Information shown
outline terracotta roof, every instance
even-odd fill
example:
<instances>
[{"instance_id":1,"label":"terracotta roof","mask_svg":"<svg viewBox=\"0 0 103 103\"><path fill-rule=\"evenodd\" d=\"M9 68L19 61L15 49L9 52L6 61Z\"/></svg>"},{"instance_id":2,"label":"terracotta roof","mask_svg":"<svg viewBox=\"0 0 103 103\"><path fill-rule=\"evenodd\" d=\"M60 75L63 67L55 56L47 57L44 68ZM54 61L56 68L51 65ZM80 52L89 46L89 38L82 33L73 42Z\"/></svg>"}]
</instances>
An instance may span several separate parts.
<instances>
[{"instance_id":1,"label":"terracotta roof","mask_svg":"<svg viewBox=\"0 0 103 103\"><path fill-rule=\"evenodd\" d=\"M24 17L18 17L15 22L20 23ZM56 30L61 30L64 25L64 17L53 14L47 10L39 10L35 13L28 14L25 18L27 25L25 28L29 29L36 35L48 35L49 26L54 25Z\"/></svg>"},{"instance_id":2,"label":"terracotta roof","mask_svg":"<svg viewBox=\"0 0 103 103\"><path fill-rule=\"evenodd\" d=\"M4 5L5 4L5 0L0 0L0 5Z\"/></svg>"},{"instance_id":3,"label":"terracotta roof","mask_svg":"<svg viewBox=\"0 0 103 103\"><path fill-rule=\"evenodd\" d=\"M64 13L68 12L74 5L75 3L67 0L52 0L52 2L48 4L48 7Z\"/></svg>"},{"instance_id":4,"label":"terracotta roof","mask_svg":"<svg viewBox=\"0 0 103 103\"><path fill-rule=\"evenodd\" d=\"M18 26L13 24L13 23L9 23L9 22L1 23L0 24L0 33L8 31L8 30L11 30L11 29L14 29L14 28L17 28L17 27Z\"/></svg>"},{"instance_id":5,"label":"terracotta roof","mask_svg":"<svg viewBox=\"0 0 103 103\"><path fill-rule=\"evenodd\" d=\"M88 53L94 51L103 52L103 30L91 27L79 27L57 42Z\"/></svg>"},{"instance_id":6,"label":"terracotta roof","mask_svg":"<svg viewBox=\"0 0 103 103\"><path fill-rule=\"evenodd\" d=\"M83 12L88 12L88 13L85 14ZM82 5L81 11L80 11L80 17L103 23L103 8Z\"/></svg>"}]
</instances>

Directions for this task
Pick out and copy every line in the records above that contains the string "terracotta".

The completed task
outline terracotta roof, every instance
[{"instance_id":1,"label":"terracotta roof","mask_svg":"<svg viewBox=\"0 0 103 103\"><path fill-rule=\"evenodd\" d=\"M9 68L19 61L15 49L9 52L6 61Z\"/></svg>"},{"instance_id":2,"label":"terracotta roof","mask_svg":"<svg viewBox=\"0 0 103 103\"><path fill-rule=\"evenodd\" d=\"M60 75L63 67L55 56L47 57L44 68ZM54 61L56 68L51 65ZM80 52L89 46L89 38L82 33L73 42Z\"/></svg>"}]
[{"instance_id":1,"label":"terracotta roof","mask_svg":"<svg viewBox=\"0 0 103 103\"><path fill-rule=\"evenodd\" d=\"M24 17L18 17L15 22L20 23ZM56 30L61 30L64 25L64 17L53 14L47 10L39 10L35 13L28 14L25 18L27 25L25 28L29 29L36 35L48 35L49 26L54 25Z\"/></svg>"},{"instance_id":2,"label":"terracotta roof","mask_svg":"<svg viewBox=\"0 0 103 103\"><path fill-rule=\"evenodd\" d=\"M4 5L5 4L5 0L0 0L0 5Z\"/></svg>"},{"instance_id":3,"label":"terracotta roof","mask_svg":"<svg viewBox=\"0 0 103 103\"><path fill-rule=\"evenodd\" d=\"M64 13L68 12L74 5L75 3L67 0L52 0L52 2L48 4L48 7Z\"/></svg>"},{"instance_id":4,"label":"terracotta roof","mask_svg":"<svg viewBox=\"0 0 103 103\"><path fill-rule=\"evenodd\" d=\"M18 26L13 24L13 23L9 23L9 22L1 23L0 24L0 33L8 31L8 30L11 30L11 29L14 29L14 28L17 28L17 27Z\"/></svg>"},{"instance_id":5,"label":"terracotta roof","mask_svg":"<svg viewBox=\"0 0 103 103\"><path fill-rule=\"evenodd\" d=\"M88 53L94 51L103 52L103 30L91 27L79 27L57 42Z\"/></svg>"},{"instance_id":6,"label":"terracotta roof","mask_svg":"<svg viewBox=\"0 0 103 103\"><path fill-rule=\"evenodd\" d=\"M83 12L88 12L88 13L85 14ZM82 5L81 11L80 11L80 17L103 23L103 8Z\"/></svg>"}]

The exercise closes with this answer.